Testo:
————————

La nuova disciplina testimonia un’attenzione del legislatore verso opere con maggiori difficoltà di distribuzione, alle quali accorda l’eleggibilità per il beneficio fiscale sol che esse soddisfino i due requisiti di cui ai punti i) e i), pur risultando allo stato maggiormente restrittiva rispetto a quella precedente contenuta nel D.M. 14 luglio 2017 in quanto richiede che siano soddisfatti entrambi i requisiti di cui sub i) e sub ii) (laddove il D.M del 2017 riteneva sufficiente la sola partecipazione a un festival) e, soprattutto, fa riferimento ai soli fornitori SMAV non lineari di cui all’art. 44 quater del D.lgs. 177/2005, così che le piattaforme utilizzate da molti festival non vi rientrerebbero.
Un eventuale ampliamento del novero dei fornitori SMAV, da realizzarsi nel “decreto di cui all’articolo 14 della legge n. 220 del 2016” (ed eventualmente anche delle rassegne e concorsi qualificanti ai fini delle opere di formazione e ricerca, potrebbe comportare un significativo beneficio per i festival on line e aprire interessanti prospettive per il loro futuro.
Marcello Mustilli Avvocato specializzato in diritto d’autore e audiovisivo. Socio fondatore dello Studio BLM Bellettini Lazzareschi Mustilli.

————————

Informazioni:
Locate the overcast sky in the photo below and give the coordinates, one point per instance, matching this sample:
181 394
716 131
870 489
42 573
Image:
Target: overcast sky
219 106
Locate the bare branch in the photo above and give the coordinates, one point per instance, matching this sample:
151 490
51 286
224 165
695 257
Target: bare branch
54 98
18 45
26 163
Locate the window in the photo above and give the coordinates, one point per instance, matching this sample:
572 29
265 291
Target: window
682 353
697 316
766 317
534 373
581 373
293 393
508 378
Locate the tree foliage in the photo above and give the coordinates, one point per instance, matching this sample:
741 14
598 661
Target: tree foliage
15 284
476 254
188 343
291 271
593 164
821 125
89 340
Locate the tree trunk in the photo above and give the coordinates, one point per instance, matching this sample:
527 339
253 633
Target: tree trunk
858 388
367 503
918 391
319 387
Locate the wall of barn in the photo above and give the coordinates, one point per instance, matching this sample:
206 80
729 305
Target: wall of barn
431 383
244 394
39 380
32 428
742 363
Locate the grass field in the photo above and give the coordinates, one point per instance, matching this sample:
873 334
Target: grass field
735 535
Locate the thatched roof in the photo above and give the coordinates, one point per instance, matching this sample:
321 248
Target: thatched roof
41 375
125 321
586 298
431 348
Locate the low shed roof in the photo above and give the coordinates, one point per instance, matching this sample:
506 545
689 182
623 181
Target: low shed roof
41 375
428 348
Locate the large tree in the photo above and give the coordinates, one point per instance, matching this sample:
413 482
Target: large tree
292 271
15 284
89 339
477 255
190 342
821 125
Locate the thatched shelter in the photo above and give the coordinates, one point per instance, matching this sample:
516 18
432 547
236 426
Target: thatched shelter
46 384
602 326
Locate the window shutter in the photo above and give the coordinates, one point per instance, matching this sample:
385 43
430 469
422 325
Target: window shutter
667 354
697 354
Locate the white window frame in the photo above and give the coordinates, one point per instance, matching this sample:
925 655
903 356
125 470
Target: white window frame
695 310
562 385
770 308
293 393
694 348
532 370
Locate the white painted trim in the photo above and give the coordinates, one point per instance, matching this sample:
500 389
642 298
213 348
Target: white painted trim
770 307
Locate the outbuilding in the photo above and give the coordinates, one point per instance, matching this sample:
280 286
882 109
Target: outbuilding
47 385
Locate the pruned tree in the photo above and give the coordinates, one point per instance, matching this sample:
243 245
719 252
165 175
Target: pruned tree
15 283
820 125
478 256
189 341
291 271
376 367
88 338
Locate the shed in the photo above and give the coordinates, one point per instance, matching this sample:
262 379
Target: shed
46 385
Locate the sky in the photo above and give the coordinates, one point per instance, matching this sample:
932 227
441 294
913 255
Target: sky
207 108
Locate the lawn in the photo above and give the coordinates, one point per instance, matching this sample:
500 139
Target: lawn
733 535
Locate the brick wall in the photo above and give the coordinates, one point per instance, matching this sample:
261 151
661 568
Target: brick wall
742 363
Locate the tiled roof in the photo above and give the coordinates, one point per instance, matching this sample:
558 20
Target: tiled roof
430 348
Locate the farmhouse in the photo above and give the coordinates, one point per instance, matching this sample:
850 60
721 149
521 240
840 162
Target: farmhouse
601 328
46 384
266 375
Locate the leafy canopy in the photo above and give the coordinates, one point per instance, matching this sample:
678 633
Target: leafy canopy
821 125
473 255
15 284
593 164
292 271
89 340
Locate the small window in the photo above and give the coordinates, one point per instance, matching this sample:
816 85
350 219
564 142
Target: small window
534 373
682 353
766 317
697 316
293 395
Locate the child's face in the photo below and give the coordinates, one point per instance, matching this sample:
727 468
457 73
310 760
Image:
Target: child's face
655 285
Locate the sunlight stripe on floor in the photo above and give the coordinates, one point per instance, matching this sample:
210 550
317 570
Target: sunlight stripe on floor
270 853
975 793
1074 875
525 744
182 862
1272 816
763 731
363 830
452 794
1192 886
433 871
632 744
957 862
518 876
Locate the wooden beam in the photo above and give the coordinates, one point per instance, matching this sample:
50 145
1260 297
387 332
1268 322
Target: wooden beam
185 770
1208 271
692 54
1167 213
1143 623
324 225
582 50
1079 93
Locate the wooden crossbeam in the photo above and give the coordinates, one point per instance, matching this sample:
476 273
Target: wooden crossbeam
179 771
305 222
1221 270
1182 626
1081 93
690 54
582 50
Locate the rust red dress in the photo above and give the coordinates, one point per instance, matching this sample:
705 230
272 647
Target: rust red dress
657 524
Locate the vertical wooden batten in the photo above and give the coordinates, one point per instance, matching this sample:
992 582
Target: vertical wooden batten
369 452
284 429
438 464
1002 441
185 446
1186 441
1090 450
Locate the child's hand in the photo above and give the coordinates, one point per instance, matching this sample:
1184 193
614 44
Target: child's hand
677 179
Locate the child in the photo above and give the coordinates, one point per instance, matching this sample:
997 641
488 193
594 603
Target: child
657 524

————————

Azione richiesta: Riassumi in forma più breve il paragrafo del testo che inizia con «Un eventuale ampliamento», senza perdere i fatti principali. L'elenco è tratto da una fonte diversa.

Risposta: Allargare il novero dei fornitori SMAV tramite il decreto previsto dall'articolo 14 della legge n. 220 del 2016, ed eventualmente anche le rassegne e i concorsi qualificanti per le opere di formazione e ricerca, potrebbe dare un beneficio significativo ai festival online e aprire interessanti prospettive per il loro futuro.